• **Problem description**
How many lines in the records below contain the string "forest"? Matching is case-sensitive, and your reply should be the number alone.
[BEGIN]
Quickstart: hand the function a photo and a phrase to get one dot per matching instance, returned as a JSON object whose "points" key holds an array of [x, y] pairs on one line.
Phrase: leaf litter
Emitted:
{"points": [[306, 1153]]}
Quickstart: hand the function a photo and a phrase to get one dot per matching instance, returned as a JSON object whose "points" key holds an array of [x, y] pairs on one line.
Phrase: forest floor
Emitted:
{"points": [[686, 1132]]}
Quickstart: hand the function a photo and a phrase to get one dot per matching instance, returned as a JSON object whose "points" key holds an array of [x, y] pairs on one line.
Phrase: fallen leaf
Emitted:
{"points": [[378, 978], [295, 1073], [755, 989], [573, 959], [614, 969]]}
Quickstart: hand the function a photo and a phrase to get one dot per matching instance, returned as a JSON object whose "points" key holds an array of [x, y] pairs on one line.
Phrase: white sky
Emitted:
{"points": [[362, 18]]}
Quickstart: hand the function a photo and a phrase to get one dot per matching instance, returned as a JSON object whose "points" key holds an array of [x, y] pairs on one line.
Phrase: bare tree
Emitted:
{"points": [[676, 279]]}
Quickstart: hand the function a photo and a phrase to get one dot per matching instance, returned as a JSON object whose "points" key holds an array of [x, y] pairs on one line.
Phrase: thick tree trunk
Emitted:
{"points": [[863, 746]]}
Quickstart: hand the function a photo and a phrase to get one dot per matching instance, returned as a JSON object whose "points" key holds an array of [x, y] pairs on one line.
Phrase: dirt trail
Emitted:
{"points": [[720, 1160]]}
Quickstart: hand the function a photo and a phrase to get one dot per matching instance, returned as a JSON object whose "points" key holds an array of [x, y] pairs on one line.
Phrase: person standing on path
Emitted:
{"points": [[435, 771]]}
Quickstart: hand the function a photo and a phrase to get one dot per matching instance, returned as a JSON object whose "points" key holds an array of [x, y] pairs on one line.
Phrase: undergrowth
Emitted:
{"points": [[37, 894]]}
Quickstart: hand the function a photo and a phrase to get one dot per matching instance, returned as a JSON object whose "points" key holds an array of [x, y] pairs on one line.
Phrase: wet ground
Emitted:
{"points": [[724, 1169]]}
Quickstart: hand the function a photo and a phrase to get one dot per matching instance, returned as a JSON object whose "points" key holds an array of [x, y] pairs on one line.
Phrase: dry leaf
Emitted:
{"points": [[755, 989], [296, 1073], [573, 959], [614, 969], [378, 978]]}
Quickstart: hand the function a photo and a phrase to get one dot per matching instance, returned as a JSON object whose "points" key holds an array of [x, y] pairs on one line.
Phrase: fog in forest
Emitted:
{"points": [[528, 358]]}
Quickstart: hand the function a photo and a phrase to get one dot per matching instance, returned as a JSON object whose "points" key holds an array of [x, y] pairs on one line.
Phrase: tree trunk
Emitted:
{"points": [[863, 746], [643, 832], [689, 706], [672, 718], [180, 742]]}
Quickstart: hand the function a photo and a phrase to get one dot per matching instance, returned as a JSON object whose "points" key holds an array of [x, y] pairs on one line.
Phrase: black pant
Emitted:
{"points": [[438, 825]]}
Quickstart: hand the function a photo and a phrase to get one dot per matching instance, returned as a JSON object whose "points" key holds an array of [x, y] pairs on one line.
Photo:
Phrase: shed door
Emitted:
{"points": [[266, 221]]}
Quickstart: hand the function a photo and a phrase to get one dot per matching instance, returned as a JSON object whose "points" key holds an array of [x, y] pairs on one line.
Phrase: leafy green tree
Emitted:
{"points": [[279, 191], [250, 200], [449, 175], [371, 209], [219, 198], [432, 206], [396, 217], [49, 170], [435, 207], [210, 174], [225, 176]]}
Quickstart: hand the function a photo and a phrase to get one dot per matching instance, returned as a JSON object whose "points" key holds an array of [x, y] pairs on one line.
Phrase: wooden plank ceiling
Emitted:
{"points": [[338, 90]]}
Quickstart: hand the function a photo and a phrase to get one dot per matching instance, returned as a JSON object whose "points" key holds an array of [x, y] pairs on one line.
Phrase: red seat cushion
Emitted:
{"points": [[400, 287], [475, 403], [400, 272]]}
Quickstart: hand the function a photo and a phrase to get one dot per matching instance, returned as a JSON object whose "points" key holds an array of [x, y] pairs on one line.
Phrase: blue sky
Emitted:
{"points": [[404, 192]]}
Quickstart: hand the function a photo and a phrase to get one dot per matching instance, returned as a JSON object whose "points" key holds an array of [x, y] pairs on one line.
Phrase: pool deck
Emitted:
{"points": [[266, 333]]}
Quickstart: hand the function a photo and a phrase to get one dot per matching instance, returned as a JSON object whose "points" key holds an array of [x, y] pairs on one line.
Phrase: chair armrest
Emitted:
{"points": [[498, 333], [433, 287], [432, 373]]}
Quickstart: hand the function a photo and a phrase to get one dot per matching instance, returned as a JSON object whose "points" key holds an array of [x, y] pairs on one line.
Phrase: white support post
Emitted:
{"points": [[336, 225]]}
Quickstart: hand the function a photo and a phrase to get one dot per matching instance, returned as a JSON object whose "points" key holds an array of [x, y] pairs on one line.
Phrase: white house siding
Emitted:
[END]
• **Reply to the task**
2